Region pointing data
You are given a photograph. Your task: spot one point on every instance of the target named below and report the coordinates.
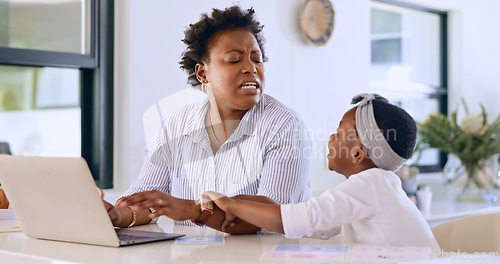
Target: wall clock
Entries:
(316, 19)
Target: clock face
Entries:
(316, 21)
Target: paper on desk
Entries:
(387, 254)
(200, 239)
(4, 229)
(305, 253)
(311, 248)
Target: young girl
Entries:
(373, 140)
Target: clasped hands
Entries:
(163, 204)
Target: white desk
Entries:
(15, 247)
(237, 248)
(446, 210)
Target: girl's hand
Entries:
(222, 202)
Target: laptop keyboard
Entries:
(127, 237)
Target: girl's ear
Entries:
(200, 72)
(359, 154)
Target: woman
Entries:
(238, 142)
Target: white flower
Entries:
(472, 123)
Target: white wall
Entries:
(318, 82)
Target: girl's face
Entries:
(344, 147)
(235, 70)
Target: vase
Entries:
(478, 182)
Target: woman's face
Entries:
(235, 70)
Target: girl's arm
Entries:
(266, 216)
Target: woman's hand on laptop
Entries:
(116, 215)
(163, 204)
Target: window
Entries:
(56, 80)
(408, 63)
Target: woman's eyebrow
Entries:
(255, 51)
(234, 50)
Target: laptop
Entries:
(56, 198)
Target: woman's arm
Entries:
(180, 210)
(263, 215)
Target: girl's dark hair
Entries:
(198, 35)
(398, 127)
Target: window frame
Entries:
(441, 94)
(96, 87)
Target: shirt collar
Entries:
(195, 125)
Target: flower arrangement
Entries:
(473, 141)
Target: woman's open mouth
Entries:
(249, 85)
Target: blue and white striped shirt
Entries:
(268, 154)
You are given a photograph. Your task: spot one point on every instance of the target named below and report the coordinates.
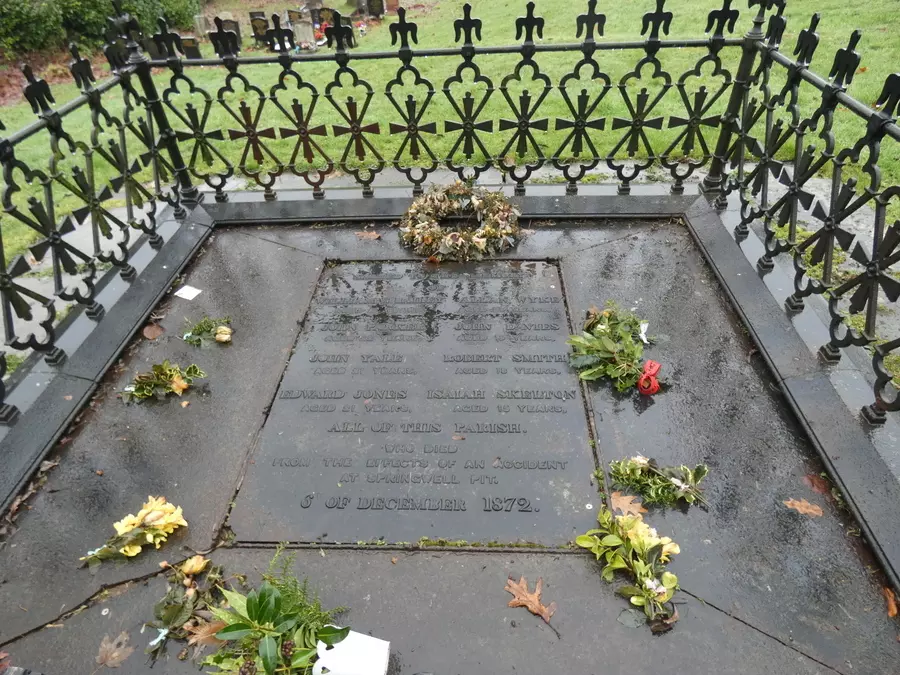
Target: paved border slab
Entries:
(787, 355)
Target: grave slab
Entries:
(426, 402)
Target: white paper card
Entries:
(356, 654)
(188, 292)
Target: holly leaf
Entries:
(205, 634)
(530, 601)
(178, 385)
(112, 653)
(891, 600)
(803, 507)
(626, 504)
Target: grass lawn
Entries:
(435, 19)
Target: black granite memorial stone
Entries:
(426, 402)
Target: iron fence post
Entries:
(190, 195)
(715, 179)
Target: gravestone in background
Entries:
(426, 403)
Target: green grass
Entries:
(435, 21)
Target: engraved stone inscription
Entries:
(430, 403)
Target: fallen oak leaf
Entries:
(530, 601)
(152, 331)
(626, 504)
(205, 634)
(112, 653)
(803, 507)
(891, 600)
(817, 484)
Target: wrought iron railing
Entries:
(149, 140)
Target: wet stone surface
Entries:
(425, 402)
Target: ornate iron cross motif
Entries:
(876, 273)
(469, 127)
(302, 130)
(523, 124)
(822, 240)
(590, 22)
(15, 299)
(637, 123)
(64, 257)
(581, 124)
(357, 131)
(529, 25)
(413, 128)
(694, 122)
(225, 42)
(81, 69)
(199, 135)
(250, 131)
(279, 39)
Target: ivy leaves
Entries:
(660, 485)
(262, 627)
(611, 345)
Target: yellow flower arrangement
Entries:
(153, 524)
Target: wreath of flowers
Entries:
(495, 224)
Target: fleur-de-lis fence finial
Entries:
(80, 69)
(846, 61)
(807, 42)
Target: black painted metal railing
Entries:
(141, 141)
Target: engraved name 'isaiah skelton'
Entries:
(413, 408)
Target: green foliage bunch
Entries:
(495, 224)
(609, 346)
(163, 378)
(627, 544)
(662, 485)
(273, 629)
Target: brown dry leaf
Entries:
(178, 385)
(112, 654)
(626, 504)
(530, 601)
(817, 484)
(803, 507)
(891, 600)
(152, 331)
(205, 634)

AIM OF THE TASK:
Would you write out every record word for word, leaving no picture in?

THE COMPLETED TASK:
You are given a photograph. Your task: spot one point on every instance of the target named below and report the coordinates.
Target: wall clock
Entries:
(316, 19)
Target: clock face
Entries:
(316, 21)
Target: paper on desk
Entries:
(387, 254)
(200, 239)
(4, 229)
(305, 253)
(311, 248)
Target: young girl
Entries:
(373, 140)
Target: clasped hands
Entries:
(163, 204)
Target: white desk
Entries:
(15, 247)
(237, 248)
(446, 210)
Target: girl's hand
Entries:
(222, 202)
Target: laptop keyboard
Entries:
(127, 237)
Target: girl's ear
Entries:
(200, 72)
(359, 154)
Target: woman
Entries:
(238, 142)
Target: white flower
Entries:
(472, 123)
Target: white wall
Entries:
(318, 82)
Target: girl's face
Entries:
(344, 147)
(235, 70)
Target: vase
Entries:
(478, 182)
Target: woman's face
Entries:
(235, 70)
Target: girl's arm
Entries:
(266, 216)
Target: woman's hand on laptop
Entries:
(116, 215)
(163, 204)
Target: window
Entries:
(56, 80)
(408, 63)
Target: woman's eyebrow
Entries:
(255, 51)
(234, 50)
Target: laptop
Entries:
(56, 198)
Target: woman's arm
Entries:
(180, 210)
(263, 215)
Target: girl's dark hair
Entries:
(198, 35)
(398, 127)
Target: window frame
Entries:
(441, 94)
(96, 87)
Target: shirt collar
Entries:
(195, 125)
Target: flower arrangement
Entries:
(473, 141)
Target: woman's open mouth
Entries:
(249, 85)
Target: blue and white striped shirt
Entries:
(268, 154)
You are given a photograph. Your task: spot one point on every instance of the target named below and report the coordinates.
Target: paved border slab
Entries:
(787, 355)
Target: grave slab
Entries:
(426, 402)
Target: white paper card
Entries:
(356, 654)
(188, 292)
Target: holly leaf
Entries:
(205, 634)
(530, 601)
(178, 385)
(112, 653)
(891, 600)
(803, 507)
(626, 504)
Target: grass lawn
Entries:
(435, 19)
Target: black granite memorial stone
Entries:
(426, 402)
Target: iron fence post
Entries:
(190, 195)
(715, 179)
Target: gravestone in background
Entries:
(426, 403)
Target: green grass
Entries:
(435, 21)
Target: engraved stone inscription
Entries:
(430, 403)
Target: fallen oak leaf
Entries:
(530, 601)
(152, 331)
(626, 504)
(205, 634)
(112, 653)
(803, 507)
(891, 600)
(817, 484)
Target: wrought iron railing
Entries:
(149, 140)
Target: wet stone surface
Entries:
(425, 402)
Target: ornate iron cross motif
Entries:
(876, 273)
(469, 127)
(302, 130)
(523, 124)
(822, 240)
(590, 22)
(15, 299)
(637, 123)
(64, 257)
(581, 124)
(357, 131)
(529, 25)
(413, 128)
(694, 122)
(225, 42)
(81, 69)
(199, 135)
(250, 131)
(279, 39)
Target: ivy leaves
Entries:
(660, 485)
(262, 627)
(611, 345)
Target: yellow flower arrangement
Entries:
(153, 524)
Target: wreath of flowers
Entries:
(495, 224)
Target: fleur-de-lis fence finial
Entries:
(80, 69)
(846, 61)
(807, 42)
Target: black painted metal railing
Entries:
(141, 141)
Target: engraved name 'isaiah skelton'
Entries:
(413, 408)
Target: green foliage bunch
Entries:
(495, 224)
(609, 346)
(163, 378)
(627, 544)
(662, 485)
(273, 629)
Target: brown dry leaf
Entries:
(178, 385)
(112, 654)
(626, 504)
(530, 601)
(817, 484)
(803, 507)
(891, 600)
(152, 331)
(205, 634)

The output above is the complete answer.